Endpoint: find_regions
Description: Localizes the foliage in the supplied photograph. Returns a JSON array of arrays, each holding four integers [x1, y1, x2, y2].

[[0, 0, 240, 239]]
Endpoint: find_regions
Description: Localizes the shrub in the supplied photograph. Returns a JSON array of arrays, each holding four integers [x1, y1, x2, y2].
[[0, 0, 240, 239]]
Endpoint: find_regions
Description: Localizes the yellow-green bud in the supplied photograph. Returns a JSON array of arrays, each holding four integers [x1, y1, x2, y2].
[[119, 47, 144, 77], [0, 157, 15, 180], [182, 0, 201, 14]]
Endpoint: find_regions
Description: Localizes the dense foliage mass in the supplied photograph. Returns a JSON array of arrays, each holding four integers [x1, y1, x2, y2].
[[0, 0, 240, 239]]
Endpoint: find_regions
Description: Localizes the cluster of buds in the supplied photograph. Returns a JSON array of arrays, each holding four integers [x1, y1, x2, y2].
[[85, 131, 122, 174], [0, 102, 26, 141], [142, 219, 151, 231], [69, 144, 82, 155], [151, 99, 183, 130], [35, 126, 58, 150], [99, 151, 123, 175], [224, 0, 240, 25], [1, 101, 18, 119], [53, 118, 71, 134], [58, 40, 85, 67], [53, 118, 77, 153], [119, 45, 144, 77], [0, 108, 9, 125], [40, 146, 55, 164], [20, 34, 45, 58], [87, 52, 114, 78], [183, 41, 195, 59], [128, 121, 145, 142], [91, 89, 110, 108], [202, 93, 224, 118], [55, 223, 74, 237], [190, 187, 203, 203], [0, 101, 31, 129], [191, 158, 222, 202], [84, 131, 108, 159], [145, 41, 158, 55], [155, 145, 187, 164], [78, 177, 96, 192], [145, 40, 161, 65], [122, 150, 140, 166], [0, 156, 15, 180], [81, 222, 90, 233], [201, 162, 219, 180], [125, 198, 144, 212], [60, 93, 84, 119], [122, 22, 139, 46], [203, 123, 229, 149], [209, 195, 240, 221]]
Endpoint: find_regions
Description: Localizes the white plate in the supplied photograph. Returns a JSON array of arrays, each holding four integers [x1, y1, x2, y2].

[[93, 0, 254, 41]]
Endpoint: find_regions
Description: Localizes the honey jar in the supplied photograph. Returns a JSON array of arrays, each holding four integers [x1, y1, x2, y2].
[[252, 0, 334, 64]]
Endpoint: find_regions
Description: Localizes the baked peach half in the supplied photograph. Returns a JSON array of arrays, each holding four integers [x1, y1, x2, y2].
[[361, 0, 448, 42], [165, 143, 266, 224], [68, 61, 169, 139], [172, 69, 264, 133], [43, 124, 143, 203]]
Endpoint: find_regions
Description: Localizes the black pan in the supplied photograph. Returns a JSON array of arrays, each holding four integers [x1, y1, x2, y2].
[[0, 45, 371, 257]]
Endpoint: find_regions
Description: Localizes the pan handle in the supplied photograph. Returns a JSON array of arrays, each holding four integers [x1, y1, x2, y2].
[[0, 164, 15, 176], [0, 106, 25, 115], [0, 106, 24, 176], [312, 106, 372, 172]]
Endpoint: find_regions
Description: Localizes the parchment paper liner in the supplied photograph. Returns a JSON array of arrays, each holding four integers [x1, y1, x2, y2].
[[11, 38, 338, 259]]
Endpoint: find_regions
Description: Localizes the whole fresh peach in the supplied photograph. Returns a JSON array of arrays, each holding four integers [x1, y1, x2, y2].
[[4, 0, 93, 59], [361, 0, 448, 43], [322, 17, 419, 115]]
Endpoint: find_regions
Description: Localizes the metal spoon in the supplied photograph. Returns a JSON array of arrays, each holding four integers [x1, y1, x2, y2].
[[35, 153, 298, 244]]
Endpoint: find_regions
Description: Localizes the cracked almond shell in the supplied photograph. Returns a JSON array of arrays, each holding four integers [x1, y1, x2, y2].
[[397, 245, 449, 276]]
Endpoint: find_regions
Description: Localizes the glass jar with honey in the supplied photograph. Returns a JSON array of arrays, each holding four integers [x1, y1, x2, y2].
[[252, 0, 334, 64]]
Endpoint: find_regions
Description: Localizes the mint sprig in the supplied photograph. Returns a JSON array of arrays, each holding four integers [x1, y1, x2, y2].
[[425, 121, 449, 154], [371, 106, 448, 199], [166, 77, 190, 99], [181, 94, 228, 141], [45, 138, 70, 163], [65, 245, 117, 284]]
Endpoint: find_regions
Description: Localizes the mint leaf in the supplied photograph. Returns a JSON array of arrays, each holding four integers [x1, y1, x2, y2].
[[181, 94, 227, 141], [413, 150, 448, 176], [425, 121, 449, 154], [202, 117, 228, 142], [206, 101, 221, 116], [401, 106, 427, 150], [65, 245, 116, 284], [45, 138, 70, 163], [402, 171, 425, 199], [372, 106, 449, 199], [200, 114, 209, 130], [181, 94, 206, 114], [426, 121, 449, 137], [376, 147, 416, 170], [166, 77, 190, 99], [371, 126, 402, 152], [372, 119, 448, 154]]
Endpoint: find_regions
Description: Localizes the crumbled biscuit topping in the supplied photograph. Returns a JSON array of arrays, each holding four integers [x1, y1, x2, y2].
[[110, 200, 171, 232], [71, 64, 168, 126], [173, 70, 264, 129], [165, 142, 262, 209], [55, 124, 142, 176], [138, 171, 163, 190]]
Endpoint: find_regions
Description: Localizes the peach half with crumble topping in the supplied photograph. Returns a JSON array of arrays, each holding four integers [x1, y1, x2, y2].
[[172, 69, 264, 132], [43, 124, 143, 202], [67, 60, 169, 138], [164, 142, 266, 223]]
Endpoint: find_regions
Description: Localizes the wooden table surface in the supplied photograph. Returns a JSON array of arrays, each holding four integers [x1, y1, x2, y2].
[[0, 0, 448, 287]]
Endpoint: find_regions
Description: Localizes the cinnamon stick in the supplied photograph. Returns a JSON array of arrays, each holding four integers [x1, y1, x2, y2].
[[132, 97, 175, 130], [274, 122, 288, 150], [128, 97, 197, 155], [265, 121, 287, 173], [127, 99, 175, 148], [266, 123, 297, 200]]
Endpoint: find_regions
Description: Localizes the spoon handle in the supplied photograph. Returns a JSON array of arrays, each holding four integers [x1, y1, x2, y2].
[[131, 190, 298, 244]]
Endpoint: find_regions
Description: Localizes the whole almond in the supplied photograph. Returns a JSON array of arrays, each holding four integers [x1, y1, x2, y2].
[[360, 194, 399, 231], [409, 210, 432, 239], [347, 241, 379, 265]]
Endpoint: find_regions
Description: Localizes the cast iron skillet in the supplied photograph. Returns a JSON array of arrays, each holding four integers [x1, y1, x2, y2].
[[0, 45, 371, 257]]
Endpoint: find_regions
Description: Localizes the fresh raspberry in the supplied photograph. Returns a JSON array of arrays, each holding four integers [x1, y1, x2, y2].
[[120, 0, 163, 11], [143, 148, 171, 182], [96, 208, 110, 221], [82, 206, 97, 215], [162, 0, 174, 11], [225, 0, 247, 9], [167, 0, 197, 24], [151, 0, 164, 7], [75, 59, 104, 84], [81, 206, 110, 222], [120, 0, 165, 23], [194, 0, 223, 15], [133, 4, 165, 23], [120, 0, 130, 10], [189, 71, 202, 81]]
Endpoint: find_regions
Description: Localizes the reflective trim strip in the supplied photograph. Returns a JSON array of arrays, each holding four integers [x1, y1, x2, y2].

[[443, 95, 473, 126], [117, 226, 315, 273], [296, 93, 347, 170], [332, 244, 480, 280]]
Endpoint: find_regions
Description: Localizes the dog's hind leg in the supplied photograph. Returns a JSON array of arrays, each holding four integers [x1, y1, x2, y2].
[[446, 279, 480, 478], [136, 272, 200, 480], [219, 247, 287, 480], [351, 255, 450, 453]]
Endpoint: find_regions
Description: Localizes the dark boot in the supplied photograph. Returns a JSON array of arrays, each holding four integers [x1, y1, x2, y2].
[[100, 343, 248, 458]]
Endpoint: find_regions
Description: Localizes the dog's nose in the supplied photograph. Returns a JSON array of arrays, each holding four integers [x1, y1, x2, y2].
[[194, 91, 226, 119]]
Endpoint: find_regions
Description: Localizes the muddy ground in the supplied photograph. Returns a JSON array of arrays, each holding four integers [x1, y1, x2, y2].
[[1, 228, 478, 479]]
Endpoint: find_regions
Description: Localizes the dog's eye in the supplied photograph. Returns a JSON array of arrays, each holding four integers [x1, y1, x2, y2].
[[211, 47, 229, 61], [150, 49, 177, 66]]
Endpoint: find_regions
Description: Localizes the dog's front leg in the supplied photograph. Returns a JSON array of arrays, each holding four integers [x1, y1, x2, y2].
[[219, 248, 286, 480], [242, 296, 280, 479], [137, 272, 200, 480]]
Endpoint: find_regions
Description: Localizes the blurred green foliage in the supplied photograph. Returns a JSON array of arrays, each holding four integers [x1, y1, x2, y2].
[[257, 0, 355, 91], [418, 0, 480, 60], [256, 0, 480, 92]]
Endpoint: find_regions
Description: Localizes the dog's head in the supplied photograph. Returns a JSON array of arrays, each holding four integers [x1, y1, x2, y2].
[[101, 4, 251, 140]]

★ ★ ★ ★ ★

Exactly the lines from the one with "Description: Localizes the dog's head" through the last line of the listing above must make up your answer.

→ Finished exercise:
Description: Localizes the dog's head in the supplied photograph. Returns a JSON array of arrays, each holding four integers [x1, y1, x2, y2].
[[101, 4, 251, 140]]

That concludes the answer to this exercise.